──────── Supplied information

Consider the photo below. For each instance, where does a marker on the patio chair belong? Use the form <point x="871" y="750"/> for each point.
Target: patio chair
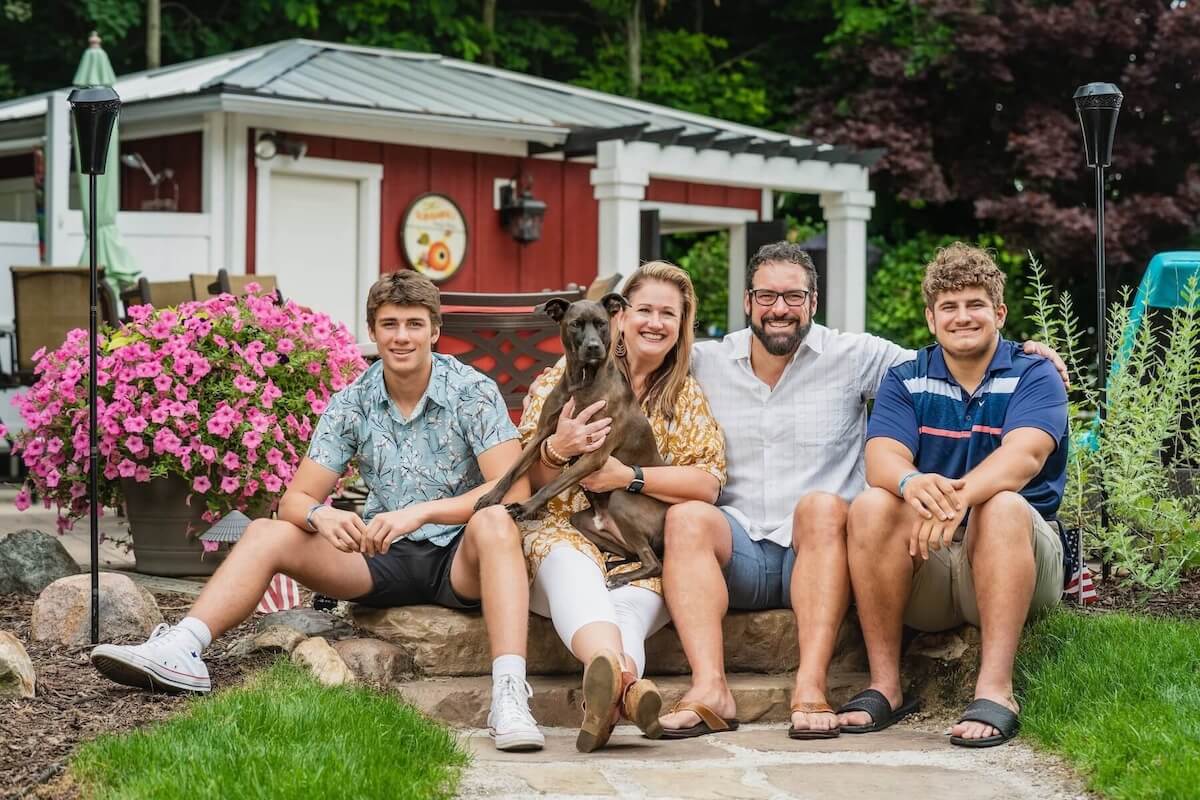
<point x="160" y="294"/>
<point x="49" y="301"/>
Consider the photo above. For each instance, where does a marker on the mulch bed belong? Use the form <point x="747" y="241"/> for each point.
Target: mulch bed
<point x="1183" y="603"/>
<point x="75" y="703"/>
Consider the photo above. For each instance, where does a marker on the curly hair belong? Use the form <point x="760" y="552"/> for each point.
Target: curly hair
<point x="963" y="266"/>
<point x="405" y="288"/>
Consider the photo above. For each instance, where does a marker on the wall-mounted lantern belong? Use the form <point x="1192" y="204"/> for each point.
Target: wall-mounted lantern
<point x="270" y="144"/>
<point x="521" y="214"/>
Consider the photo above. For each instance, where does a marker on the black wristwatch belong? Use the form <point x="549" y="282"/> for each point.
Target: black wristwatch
<point x="639" y="481"/>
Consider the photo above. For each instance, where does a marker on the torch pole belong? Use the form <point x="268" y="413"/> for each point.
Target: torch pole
<point x="1102" y="343"/>
<point x="93" y="438"/>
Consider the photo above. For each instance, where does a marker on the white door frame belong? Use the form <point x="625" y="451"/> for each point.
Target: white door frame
<point x="369" y="176"/>
<point x="682" y="217"/>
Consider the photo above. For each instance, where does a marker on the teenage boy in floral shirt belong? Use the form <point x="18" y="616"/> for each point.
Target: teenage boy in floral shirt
<point x="427" y="432"/>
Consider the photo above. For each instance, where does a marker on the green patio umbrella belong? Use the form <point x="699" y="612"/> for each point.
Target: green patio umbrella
<point x="120" y="270"/>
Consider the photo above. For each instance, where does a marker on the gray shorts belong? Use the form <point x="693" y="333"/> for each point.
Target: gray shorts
<point x="759" y="575"/>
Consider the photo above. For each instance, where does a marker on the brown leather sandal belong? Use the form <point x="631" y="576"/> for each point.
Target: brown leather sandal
<point x="603" y="687"/>
<point x="709" y="721"/>
<point x="809" y="733"/>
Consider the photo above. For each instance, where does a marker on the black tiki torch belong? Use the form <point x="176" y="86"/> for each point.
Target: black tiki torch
<point x="1098" y="106"/>
<point x="94" y="110"/>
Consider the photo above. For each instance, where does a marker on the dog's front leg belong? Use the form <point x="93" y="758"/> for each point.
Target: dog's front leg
<point x="568" y="479"/>
<point x="528" y="456"/>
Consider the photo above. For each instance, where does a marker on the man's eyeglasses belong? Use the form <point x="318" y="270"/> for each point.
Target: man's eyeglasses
<point x="768" y="298"/>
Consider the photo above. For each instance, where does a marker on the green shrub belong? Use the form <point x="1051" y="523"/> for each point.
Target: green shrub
<point x="1137" y="455"/>
<point x="895" y="308"/>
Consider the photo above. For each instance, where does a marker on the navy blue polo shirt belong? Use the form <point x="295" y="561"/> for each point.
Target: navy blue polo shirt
<point x="951" y="432"/>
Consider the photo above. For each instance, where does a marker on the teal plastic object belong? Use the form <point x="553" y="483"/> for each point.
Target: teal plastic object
<point x="1162" y="287"/>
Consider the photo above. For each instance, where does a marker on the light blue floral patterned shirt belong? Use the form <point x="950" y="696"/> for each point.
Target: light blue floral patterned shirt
<point x="429" y="456"/>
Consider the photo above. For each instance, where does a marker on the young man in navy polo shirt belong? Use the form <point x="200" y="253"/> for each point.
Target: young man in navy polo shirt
<point x="966" y="459"/>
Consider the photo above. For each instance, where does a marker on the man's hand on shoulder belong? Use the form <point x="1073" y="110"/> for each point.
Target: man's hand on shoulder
<point x="388" y="527"/>
<point x="342" y="529"/>
<point x="1037" y="348"/>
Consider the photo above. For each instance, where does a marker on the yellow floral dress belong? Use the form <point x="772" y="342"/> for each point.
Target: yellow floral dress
<point x="691" y="439"/>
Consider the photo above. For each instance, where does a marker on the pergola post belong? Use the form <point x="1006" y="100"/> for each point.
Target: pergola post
<point x="846" y="215"/>
<point x="619" y="188"/>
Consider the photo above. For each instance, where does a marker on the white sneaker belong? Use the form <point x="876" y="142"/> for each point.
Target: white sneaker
<point x="169" y="659"/>
<point x="509" y="722"/>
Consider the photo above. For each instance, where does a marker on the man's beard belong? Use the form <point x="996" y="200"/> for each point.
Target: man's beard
<point x="781" y="343"/>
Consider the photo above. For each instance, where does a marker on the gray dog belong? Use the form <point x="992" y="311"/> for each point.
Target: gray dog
<point x="625" y="524"/>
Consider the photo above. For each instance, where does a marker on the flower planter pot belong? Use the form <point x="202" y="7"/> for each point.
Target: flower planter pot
<point x="165" y="529"/>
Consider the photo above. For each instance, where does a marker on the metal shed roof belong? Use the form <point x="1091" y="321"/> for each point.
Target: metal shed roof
<point x="567" y="118"/>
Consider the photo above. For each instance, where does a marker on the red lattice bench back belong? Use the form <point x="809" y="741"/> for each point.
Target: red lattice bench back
<point x="503" y="336"/>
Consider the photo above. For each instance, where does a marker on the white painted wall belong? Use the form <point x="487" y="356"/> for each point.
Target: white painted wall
<point x="167" y="245"/>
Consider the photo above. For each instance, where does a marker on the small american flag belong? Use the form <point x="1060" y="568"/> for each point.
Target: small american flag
<point x="282" y="594"/>
<point x="1080" y="588"/>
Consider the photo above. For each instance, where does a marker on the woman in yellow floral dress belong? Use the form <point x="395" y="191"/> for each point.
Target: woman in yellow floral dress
<point x="606" y="629"/>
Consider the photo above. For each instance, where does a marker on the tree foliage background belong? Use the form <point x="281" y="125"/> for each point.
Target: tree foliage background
<point x="970" y="97"/>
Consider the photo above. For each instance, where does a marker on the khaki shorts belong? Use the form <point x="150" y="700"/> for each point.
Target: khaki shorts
<point x="943" y="588"/>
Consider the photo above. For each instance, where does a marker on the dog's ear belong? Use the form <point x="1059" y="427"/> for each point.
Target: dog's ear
<point x="613" y="301"/>
<point x="555" y="308"/>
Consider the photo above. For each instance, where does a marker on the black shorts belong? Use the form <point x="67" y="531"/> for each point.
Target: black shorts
<point x="414" y="573"/>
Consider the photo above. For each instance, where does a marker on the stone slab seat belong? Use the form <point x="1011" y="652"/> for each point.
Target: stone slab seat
<point x="558" y="701"/>
<point x="451" y="643"/>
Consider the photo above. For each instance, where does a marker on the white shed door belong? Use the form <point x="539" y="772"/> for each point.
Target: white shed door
<point x="315" y="244"/>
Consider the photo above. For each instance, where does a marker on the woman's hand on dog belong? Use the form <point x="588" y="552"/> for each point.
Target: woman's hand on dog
<point x="610" y="477"/>
<point x="576" y="433"/>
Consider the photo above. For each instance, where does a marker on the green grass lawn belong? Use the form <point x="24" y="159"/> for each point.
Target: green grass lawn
<point x="282" y="735"/>
<point x="1120" y="697"/>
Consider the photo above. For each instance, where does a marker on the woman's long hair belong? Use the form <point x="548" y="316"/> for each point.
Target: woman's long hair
<point x="663" y="385"/>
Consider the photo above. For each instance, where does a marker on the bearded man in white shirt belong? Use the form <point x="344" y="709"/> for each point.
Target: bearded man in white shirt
<point x="791" y="397"/>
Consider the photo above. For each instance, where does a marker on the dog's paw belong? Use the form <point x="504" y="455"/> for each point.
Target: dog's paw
<point x="489" y="499"/>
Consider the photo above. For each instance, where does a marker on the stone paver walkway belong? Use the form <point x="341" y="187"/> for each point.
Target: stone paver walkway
<point x="761" y="763"/>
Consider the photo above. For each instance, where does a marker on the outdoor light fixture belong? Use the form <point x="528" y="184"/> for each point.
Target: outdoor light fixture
<point x="1098" y="104"/>
<point x="136" y="161"/>
<point x="271" y="144"/>
<point x="94" y="110"/>
<point x="521" y="214"/>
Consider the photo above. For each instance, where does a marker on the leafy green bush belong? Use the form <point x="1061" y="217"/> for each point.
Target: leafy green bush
<point x="895" y="308"/>
<point x="1143" y="452"/>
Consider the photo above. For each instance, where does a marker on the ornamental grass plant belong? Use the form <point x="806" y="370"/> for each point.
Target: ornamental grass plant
<point x="222" y="392"/>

────────────────

Work instruction> Start at the line with "Target: leafy green bush" and stop at the end of the records. Write those lines out exactly and add nothing.

Completed exercise>
Target: leafy green bush
<point x="895" y="308"/>
<point x="1143" y="452"/>
Consider the photo above. For each instance, where does a marker on the ornamental grass plant belong? Use the form <point x="806" y="370"/> for each point.
Target: ornamental grass plant
<point x="222" y="392"/>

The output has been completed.